# Supplied information start

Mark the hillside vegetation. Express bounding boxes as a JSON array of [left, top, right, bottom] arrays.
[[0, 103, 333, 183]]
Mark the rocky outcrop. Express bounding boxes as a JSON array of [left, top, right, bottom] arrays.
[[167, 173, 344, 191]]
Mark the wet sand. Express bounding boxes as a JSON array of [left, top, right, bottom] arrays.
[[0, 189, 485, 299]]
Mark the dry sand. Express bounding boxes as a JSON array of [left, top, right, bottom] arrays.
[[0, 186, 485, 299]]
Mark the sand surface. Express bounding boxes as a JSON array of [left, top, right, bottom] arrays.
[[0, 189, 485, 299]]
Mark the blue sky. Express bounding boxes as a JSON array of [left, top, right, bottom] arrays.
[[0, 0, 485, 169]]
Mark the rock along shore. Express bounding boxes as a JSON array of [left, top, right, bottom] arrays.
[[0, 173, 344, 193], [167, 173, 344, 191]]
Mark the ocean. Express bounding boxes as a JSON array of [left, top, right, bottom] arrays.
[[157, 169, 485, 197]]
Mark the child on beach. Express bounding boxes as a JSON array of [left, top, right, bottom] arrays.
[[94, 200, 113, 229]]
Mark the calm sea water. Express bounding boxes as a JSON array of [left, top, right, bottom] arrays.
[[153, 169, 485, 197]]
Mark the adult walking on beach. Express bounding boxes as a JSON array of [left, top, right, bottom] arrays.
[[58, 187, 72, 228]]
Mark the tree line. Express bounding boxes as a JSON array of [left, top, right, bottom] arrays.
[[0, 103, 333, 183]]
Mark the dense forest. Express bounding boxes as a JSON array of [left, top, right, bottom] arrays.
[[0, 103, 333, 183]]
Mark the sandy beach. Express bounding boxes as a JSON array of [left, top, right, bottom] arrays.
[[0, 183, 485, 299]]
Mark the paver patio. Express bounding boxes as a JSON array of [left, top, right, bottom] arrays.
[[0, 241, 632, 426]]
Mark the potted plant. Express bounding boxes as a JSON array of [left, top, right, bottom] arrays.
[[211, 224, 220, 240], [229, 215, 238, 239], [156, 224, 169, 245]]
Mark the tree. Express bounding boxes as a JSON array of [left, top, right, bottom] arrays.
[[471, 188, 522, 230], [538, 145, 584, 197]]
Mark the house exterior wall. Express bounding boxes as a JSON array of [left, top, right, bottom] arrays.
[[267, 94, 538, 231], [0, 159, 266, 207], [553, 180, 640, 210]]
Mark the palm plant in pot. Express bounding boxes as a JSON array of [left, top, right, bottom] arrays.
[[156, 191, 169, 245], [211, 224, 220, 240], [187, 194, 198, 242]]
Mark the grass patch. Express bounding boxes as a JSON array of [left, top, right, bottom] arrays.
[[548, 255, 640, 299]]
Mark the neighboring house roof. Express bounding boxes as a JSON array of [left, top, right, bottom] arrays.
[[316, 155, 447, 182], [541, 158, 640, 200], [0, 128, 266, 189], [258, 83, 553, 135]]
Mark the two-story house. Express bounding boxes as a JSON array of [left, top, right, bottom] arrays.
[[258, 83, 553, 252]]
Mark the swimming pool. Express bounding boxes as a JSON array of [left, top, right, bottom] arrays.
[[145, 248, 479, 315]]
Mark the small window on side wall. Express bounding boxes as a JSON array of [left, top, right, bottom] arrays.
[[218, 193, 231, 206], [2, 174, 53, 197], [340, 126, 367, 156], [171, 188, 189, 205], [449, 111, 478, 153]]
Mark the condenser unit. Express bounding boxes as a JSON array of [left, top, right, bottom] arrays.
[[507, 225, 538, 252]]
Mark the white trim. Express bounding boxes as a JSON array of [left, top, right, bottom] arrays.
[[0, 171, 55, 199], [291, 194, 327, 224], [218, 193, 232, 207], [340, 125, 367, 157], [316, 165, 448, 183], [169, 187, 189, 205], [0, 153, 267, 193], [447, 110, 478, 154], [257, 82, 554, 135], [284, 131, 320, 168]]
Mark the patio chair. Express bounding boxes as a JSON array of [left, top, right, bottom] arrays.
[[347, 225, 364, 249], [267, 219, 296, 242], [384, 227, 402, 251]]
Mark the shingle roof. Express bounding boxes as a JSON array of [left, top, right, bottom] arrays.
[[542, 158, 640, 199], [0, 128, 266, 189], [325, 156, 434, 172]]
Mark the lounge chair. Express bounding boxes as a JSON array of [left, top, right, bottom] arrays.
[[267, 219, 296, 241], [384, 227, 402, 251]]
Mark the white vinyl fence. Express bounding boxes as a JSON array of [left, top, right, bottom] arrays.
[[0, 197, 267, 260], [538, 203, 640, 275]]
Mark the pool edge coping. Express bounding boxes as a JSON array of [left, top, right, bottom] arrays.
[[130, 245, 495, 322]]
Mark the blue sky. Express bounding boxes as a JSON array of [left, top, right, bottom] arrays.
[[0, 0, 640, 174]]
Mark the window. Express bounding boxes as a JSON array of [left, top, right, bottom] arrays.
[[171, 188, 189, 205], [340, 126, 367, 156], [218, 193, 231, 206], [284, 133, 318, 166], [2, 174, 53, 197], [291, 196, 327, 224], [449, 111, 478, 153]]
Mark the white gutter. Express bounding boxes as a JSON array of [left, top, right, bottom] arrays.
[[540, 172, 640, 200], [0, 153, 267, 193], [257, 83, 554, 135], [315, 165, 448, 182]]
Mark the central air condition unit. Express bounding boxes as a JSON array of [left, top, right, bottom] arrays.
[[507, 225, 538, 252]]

# Supplied information end

Task to carry out
Render all of the material above as a CSV with two columns, label_text and bounding_boxes. Give one row for each text and its boxes. Each field should be enclosed in quotation marks, with any line breaks replaced by spaces.

Answer to the problem
label_text,bounding_boxes
"Mark the hillside vegetation. Express bounding boxes as a JSON array of [left, top, right, bottom] arrays.","[[0, 103, 333, 183]]"
"Mark the rocky outcrop. Express bounding boxes as a JSON array of [left, top, right, bottom] arrays.","[[167, 173, 344, 191]]"
"Mark the wet sand. Express bounding boxes as a JSON array of [left, top, right, bottom] arrays.","[[0, 189, 485, 299]]"
"Mark the dry sand. Express bounding boxes as a JSON array of [left, top, right, bottom] arrays.","[[0, 186, 485, 299]]"
"Mark the sand surface. Express bounding boxes as a JSON array of [left, top, right, bottom] arrays.","[[0, 189, 485, 299]]"
"Mark the blue sky. Express bounding boxes as a JSON array of [left, top, right, bottom] arrays.","[[0, 0, 485, 169]]"
"Mark the rock along shore. Express bounding boxes as a JSON array of [left, top, right, bottom] arrays.","[[0, 173, 344, 193], [167, 173, 344, 191]]"
"Mark the ocean. Express bounding boxes as a JSON array of [left, top, right, bottom] arrays.","[[157, 169, 485, 197]]"
"Mark the child on beach. Express bounding boxes as a JSON array of [left, top, right, bottom] arrays.","[[94, 200, 113, 229]]"
"Mark the calm sea water. Express bounding boxes as a JSON array of [left, top, right, bottom] arrays.","[[153, 169, 485, 197]]"
"Mark the adult walking on beach. Express bounding boxes as a JSON array of [left, top, right, bottom] arrays.","[[58, 187, 72, 228]]"
"Mark the tree line. Express bounding boxes as a JSON array of [left, top, right, bottom] arrays.","[[0, 103, 333, 183]]"
"Mark the dense forest. Express bounding boxes as a JSON array of [left, top, right, bottom] arrays.","[[0, 103, 333, 183]]"
"Mark the sandy beach. Express bounding boxes as a JSON array of [left, top, right, bottom] arrays.","[[0, 183, 485, 299]]"
"Mark the paver patio. Express bounding boxes as a JSON array of [left, top, right, bottom] arrays.","[[0, 241, 632, 426]]"
"Mark the potted plant. Express bounding boxes as a JSON array of [left, top, right, bottom] arrays.","[[211, 224, 220, 240], [229, 215, 238, 239], [156, 224, 169, 245]]"
"Mark the tree. Express bounding boxes as a JSON array of [left, top, right, bottom] arrays.","[[471, 188, 522, 230], [538, 145, 584, 197]]"
"Mark the house exterior wall. Express bounding boxes as a JSON array of [left, top, right, bottom] arrays.","[[267, 94, 538, 231], [0, 159, 266, 207], [553, 180, 640, 210]]"
"Mark the palm plant in pot. Express bounding boxes as a JSON array of [left, top, right, bottom] arrays.","[[156, 191, 169, 245], [211, 224, 220, 240], [187, 194, 198, 242]]"
"Mark the grass patch. Express bounding boxes as a JSON array of [left, top, right, bottom] arrays.","[[548, 255, 640, 299]]"
"Mark the neighboring house roof. Express bounding boxes as a JSON array of [left, top, right, bottom] arrays.","[[316, 155, 447, 182], [541, 158, 640, 200], [0, 128, 266, 189], [258, 83, 553, 135]]"
"Mark the two-story house. Express bounding boxes as a JSON array of [left, top, right, bottom] arrays.","[[258, 83, 553, 252]]"
"Mark the swimming pool. Express bounding boxes as a JSON array of [left, top, right, bottom] arrays.","[[145, 248, 479, 315]]"
"Mark the small window on side wall. Express bounding boxes as a JSON array of [left, top, right, bottom] arrays.","[[218, 193, 231, 206], [2, 174, 53, 197], [340, 126, 367, 156], [171, 188, 189, 205], [449, 111, 478, 153]]"
"Mark the condenser unit. Express bounding boxes as a JSON array of [left, top, right, bottom] arrays.","[[507, 225, 538, 252]]"
"Mark the white trim. Express bounding boxes as a JSON array of [left, top, right, bottom] arrays.","[[0, 171, 55, 199], [291, 194, 327, 224], [218, 193, 232, 207], [340, 125, 367, 157], [316, 165, 448, 183], [169, 187, 189, 205], [0, 153, 267, 193], [447, 110, 478, 154], [257, 82, 554, 135], [284, 131, 320, 168]]"
"Mark the patio chair. Express bounding boxes as a JSON array of [left, top, right, bottom] arrays.","[[347, 225, 364, 249], [267, 219, 296, 242], [384, 227, 402, 251]]"
"Mark the shingle roof. Express bounding boxes as a JSON array of [left, top, right, bottom] arrays.","[[542, 158, 640, 199], [0, 128, 266, 189], [325, 156, 434, 172]]"
"Mark the lounge chair. Express bounding boxes as a JSON array of [left, top, right, bottom] arrays.","[[267, 219, 296, 241], [384, 227, 402, 251]]"
"Mark the white vinyl fence. Express bounding boxes as a JSON array of [left, top, right, bottom] arrays.","[[0, 197, 267, 260], [538, 203, 640, 275]]"
"Mark the pool edge coping. Express bounding boxes as a JSON array of [left, top, right, bottom] arrays.","[[130, 245, 495, 322]]"
"Mark the blue sky. Express bounding boxes as a JSON array of [left, top, right, bottom] arrays.","[[0, 0, 640, 174]]"
"Mark the window. Express bounding boxes as a JSON array of [left, top, right, bottom] arrays.","[[171, 188, 189, 205], [340, 126, 367, 156], [218, 193, 231, 206], [284, 133, 318, 166], [2, 174, 53, 197], [291, 196, 327, 224], [449, 111, 478, 153]]"
"Mark the white gutter. Express bounding boxes as a JSON array of [left, top, right, bottom] arrays.","[[540, 172, 640, 200], [0, 153, 267, 193], [257, 83, 554, 135], [315, 165, 448, 182]]"
"Mark the central air condition unit. Express bounding boxes as a JSON array of [left, top, right, bottom] arrays.","[[507, 225, 538, 252]]"